Extracto de página
○ ○ ○ ○ ○ ○ ○

Felipe Ruiz:
Cobijo.
Santiago, LOM Ediciones, 2005, 73 p.
Por Leonardo Piña Cabrera
Emitido al aire en Programa BELLO BARRIO,
Radio Ciudadanía, 105.3, Agosto 31 de 2005,
Universidad Bolivariana
“no fue azul
la avenida ni cobijo el celeste chalequito que tus palillos tejieron
en agosto”.......
Primer
libro de este joven poeta con estudios de periodismo y candidato a
doctor en filosofía que, hasta aquí, se nos había
venido presentando a través de la imprecisa aparición
en antologías, siempre parciales y mezquinas; la caprichosa
minuta de los pocos medios, y aún menos si consideramos solo
los especializados; y la eventual publicación de artículos,
propios o ajenos, que,
como ocurre con muchos escritores en el inaugural período de
su arribo al mundo de las letras (el circuito más o menos conocido,
se entiende), más pareciera ayudar a difuminar sus presencias
que a instalarlas.
Como sea, Cobijo se nos presenta como una entrega dura, poco
condescendiente con la realidad que retrata, hecha de golpes (o a
golpes) de palabra e imágenes, y cuya lectura, si bien puede
abrirse de una determinada manera en un primer acercamiento, bien
lo puede hacer de otra, y distinta, en los siguientes, invitando de
paso (o desafiando, de otra forma), a no caer en el recurso, simple
y fácil, de ceder a una única posibilidad que la encuadre
en un marco cuyos límites, en vez de aportar a su valoración,
terminen haciendo lo contrario: limitándola.
¿Cuál es o podría ser, entonces, la pretensión
de Cobijo y de su autor, en una aproximación que intentase
ir más allá de su letra pero que tampoco quisiera alejarse
mucho de ella?
Sin mayores concesiones con el texto y su autor, en el Número
850 de la Revista de Libros de El Mercurio del pasado 19 de
agosto, en una nota comparada de tres libros más o menos simultáneamente
publicados, Matías Ayala ha señalado que éste
elabora “una serie de relaciones familiares y sexuales, en donde
la inocencia y la perversidad, el nacimiento y la muerte se oponen
y a la vez se identifican”, reclamando contra su confusa fragmentación
que “espera ser leída desde diferentes perspectivas”,
posibilidad que, en sus palabras, podrá “servir a profesores
o al poeta para saberse en un camino correcto, pero no ayudan nada
a una satisfactoria experiencia literaria”.
Ahora bien, si es cierto que la poesía –o los demás
textos de la cultura, si les queremos conferir calidad textual
en tanto materia en permanente elaboración y reelaboración
por parte de los actores sociales– no nace en el lápiz de quienes
la escriben, no del todo al menos, y tampoco termina de escribirse
de una vez y para siempre en los ojos, exégesis, de los lectores,
¿por qué podría considerarse una aspiración
excesiva esperar a “ser leída desde diferentes perspectivas”,
más aún si se tiene la naturaleza fragmentaria de los
materiales con que se los construye, esto es la cultura y su diversa
y dinámica composición?

○ ○ ○ ○ ○ ○ ○

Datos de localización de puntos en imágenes
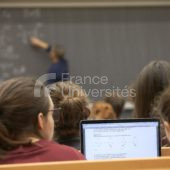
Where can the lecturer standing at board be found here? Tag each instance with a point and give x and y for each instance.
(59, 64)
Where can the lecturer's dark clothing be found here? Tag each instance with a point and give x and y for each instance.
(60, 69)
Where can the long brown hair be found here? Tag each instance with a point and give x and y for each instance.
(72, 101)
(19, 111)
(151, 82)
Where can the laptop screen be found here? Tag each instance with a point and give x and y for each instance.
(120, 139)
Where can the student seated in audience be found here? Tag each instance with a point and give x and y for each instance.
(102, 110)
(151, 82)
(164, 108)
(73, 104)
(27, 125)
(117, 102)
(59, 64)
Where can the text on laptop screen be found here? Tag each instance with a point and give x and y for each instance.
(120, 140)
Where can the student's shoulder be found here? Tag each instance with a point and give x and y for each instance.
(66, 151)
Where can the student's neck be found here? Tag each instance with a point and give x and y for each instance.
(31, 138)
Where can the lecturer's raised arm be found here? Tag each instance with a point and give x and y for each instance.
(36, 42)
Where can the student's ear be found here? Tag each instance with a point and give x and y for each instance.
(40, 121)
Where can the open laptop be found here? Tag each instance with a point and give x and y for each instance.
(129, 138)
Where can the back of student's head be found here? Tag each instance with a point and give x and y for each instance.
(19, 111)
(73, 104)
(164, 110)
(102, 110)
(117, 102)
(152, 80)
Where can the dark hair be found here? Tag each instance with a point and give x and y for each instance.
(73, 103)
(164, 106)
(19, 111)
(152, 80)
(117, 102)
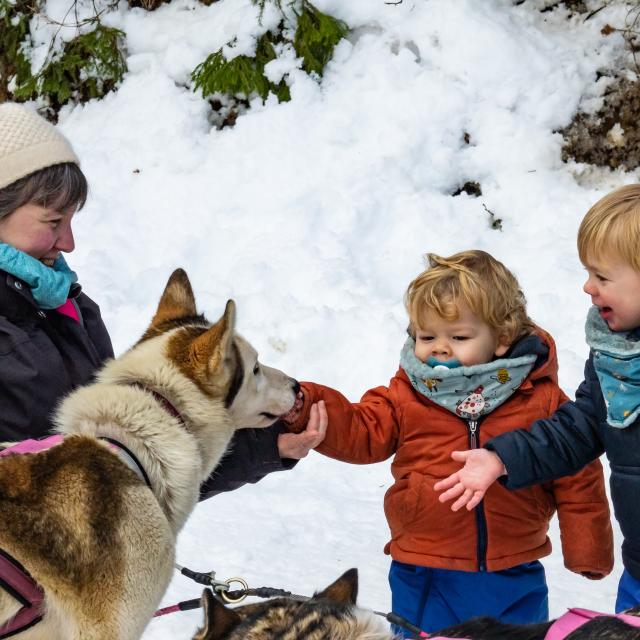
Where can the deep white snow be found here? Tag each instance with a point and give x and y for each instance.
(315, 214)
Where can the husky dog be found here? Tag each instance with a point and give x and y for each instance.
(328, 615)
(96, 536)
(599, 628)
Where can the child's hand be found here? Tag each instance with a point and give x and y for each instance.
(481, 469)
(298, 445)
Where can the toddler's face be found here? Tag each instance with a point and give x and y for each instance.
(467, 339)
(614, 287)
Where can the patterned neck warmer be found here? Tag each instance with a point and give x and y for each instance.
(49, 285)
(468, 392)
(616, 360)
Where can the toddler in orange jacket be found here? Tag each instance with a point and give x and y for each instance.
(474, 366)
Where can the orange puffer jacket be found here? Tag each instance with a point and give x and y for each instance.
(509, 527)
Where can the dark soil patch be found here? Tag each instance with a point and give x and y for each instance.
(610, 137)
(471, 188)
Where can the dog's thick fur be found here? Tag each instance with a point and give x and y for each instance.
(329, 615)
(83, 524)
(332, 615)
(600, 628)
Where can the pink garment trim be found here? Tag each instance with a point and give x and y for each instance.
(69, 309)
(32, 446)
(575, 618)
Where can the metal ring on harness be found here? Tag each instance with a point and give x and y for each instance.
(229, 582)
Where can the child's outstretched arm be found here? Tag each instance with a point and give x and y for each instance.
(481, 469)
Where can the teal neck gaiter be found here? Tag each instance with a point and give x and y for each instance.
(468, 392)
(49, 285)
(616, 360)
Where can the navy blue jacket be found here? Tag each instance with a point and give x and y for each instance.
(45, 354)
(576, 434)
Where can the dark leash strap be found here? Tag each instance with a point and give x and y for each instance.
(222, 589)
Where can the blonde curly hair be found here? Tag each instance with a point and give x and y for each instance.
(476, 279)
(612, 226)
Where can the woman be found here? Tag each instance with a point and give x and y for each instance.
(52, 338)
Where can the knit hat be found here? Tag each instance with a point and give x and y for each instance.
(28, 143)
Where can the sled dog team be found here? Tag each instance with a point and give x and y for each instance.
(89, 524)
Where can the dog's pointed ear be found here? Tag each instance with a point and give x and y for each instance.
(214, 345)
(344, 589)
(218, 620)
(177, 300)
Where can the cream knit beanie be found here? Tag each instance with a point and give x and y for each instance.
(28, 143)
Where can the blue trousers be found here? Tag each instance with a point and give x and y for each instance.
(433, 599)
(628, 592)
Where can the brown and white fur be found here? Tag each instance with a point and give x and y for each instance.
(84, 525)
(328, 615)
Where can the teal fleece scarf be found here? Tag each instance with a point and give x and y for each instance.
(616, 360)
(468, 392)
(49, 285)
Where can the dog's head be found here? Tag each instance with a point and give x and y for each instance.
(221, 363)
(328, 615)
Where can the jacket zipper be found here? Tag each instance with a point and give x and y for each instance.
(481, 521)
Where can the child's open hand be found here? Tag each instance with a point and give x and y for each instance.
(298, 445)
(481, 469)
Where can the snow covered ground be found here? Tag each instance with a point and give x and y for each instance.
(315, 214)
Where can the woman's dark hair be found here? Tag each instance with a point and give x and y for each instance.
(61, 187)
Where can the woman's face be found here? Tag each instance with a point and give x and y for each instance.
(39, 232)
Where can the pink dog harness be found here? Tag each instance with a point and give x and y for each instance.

○ ○ ○ ○ ○ ○ ○

Preguntas del material
(a) Cite textualmente el pasaje de la reseña de Cobijo que empieza con las palabras que contienen "Como sea, Cobijo" y termina con "lo contrario: limitándola.".
(b) Según la reseña de Cobijo, ¿en qué número de la Revista de Libros de El Mercurio publicó Matías Ayala su nota comparada?
No hace falta consultar los datos.

Respuestas dadas
(a)
Como sea, Cobijo se nos presenta como una entrega dura, poco
condescendiente con la realidad que retrata, hecha de golpes (o a
golpes) de palabra e imágenes, y cuya lectura, si bien puede
abrirse de una determinada manera en un primer acercamiento, bien
lo puede hacer de otra, y distinta, en los siguientes, invitando de
paso (o desafiando, de otra forma), a no caer en el recurso, simple
y fácil, de ceder a una única posibilidad que la encuadre
en un marco cuyos límites, en vez de aportar a su valoración,
terminen haciendo lo contrario: limitándola.

(b) En el número 850.